Data provided:

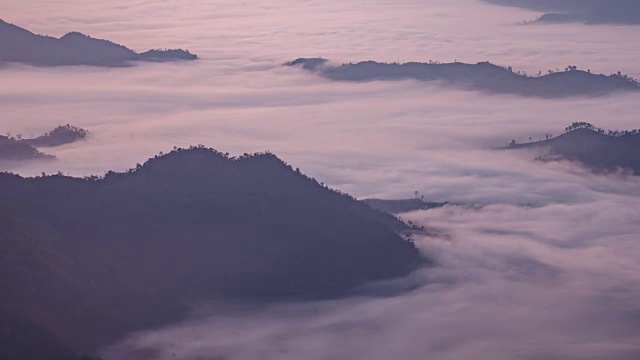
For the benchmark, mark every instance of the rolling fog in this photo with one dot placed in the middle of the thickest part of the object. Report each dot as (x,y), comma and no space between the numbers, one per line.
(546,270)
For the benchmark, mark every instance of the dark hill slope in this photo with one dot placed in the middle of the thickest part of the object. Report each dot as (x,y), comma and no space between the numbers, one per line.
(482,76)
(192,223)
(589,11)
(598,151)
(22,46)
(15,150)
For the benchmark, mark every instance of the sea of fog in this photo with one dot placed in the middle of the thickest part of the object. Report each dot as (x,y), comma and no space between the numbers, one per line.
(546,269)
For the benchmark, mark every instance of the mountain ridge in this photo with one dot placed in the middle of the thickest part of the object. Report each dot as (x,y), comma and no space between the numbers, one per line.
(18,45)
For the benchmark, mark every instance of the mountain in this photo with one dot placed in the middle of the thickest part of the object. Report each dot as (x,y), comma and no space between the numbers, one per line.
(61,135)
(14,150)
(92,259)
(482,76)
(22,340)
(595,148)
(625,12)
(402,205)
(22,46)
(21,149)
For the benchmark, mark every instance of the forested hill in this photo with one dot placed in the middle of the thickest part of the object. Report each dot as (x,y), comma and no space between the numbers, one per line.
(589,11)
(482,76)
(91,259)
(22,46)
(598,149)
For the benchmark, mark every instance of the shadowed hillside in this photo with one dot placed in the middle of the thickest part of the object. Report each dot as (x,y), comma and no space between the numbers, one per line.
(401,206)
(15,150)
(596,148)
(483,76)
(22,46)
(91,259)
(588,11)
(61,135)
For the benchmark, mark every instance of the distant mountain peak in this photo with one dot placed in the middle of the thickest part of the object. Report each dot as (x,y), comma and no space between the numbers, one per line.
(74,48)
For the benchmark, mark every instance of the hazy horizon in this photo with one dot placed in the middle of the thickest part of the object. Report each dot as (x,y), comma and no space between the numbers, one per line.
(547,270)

Task directions: Render the part of the records that opens with the line containing "For the benchmark, mark every instance of the distant" and runs through the end of the records as a two-column CSV with the headers text and answer. Give one row per record, put each field in quotation marks, and replace any line breaks with spaces.

Answer for the task:
text,answer
"For the benchmark, mark every instance of the distant mountain peak in this photo with one dot placed in the middle of the thickest part of the object. Report each dot as (x,y), comma and no space between the numbers, one per line.","(74,48)"
"For the benchmark, mark every instance of the hazy horizon in this photo with one dot placed in the middle of the thickest part of the object. Report each dot as (x,y), comma and no space between the numbers, one per line.","(547,270)"